═════ Listed records ═════
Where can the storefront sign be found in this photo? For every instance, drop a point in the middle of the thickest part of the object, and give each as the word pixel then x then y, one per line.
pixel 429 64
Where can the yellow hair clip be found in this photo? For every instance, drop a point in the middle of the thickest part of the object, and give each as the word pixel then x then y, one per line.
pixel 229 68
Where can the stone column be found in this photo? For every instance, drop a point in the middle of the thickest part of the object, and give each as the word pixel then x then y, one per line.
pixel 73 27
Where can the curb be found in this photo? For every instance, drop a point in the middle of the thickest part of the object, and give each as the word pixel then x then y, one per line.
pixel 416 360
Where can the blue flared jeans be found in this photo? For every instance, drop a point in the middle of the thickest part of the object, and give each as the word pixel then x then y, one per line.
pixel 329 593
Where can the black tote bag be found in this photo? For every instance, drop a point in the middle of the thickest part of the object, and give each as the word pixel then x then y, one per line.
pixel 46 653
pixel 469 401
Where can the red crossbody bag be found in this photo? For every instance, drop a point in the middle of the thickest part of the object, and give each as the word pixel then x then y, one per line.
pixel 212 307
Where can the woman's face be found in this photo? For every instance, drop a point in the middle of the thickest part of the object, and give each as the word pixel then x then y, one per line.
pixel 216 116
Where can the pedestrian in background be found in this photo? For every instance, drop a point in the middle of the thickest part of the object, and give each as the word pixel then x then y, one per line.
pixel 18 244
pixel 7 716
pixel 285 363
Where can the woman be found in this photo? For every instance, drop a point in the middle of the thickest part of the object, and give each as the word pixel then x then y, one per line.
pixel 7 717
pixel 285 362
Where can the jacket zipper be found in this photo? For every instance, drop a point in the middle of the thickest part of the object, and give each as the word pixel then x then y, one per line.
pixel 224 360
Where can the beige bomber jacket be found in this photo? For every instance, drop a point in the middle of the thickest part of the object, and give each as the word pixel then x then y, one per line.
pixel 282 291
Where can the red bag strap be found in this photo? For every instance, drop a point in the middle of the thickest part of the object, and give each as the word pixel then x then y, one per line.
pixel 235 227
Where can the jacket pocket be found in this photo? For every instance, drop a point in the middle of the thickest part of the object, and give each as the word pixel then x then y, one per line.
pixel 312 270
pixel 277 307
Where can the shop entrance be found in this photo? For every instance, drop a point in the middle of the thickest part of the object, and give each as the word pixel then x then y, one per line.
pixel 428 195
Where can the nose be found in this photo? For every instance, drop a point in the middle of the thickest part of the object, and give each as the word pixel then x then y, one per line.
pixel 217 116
═════
> **Exercise brief**: A verbatim transcription of all the entries above is required.

> **Answer for the task**:
Where can the storefront sign be found in this photo? For every instance, drop a point in the middle of the thickest part of the object, and give each as the word pixel then x then y, one per line.
pixel 429 64
Where can the yellow hair clip be found in this photo? For every instance, drop a point in the middle of the thickest part of the object, and give each as the word pixel then x then y, one per line.
pixel 229 68
Where can the stone column be found in this photo? For every instance, drop a point in the middle of the thickest part of the object, and give each as the word pixel then x then y, one per line.
pixel 73 27
Where can the curb be found in this photo? For every instance, drop a point in the middle of the thickest part of the object, and give each as the word pixel then x then y, one per line.
pixel 416 360
Where can the blue flared jeans be found in this photo? For every instance, drop a point in the middle of the thickest part of the object, and give each as the word pixel then x then y, one per line.
pixel 329 593
Where can the black tote bag be found in this photo? For every instance, drop a point in the middle of the thickest part of the object, and give each as the word pixel then x then y, one per line.
pixel 46 653
pixel 469 401
Where can the red crossbody bag be found in this photo? For every instance, drop a point in the middle of the thickest part of the object, and give each as the word pixel then x then y, one per line.
pixel 212 307
Where can the woman's face be found in this photo? For every instance, drop a point in the middle of the thickest part of the object, and give each as the word pixel then x then y, one per line.
pixel 216 116
Where can the pedestrian in background be found in this photo? For every instance, drop a point in the middle of the thickest part of the object, and give each as the word pixel then x then y, one per line.
pixel 18 244
pixel 7 716
pixel 285 363
Where can the woman be found in this photo? For every instance, drop a point in the middle of the thickest part of the object, and give each as the word pixel then x then y, one per line.
pixel 7 717
pixel 285 362
Where can the jacket zipper be found in this photo? For every instance, drop a point in the middle of the thickest part of the object, and give each as the word pixel then x then y, one per line.
pixel 224 360
Where can the beige bomber jacket be found in this photo? For every instance, drop a point in the middle of the thickest part of the object, and give each as the word pixel then x then y, one per line.
pixel 282 291
Where can the red bag strap be found in this photo? For every instance, drop a point in the middle of the thickest part of the object, and give each as the word pixel then x then y, one per line.
pixel 235 227
Where can the jacket pocket be found in this photo? For every instance, drop a point in the middle of the thickest part of the object, and give each as the word pixel then x then y, one per line.
pixel 312 270
pixel 277 307
Where can the shop entrance be found in this photo? For every instance, drop a point in the middle of the thickest part of the object, and give each as the word pixel then x then y, one per line.
pixel 428 195
Where can the nose be found in this photo? For every instance, drop a point in the middle of the thickest part of the object, and give each as the word pixel then x then y, one per line.
pixel 217 116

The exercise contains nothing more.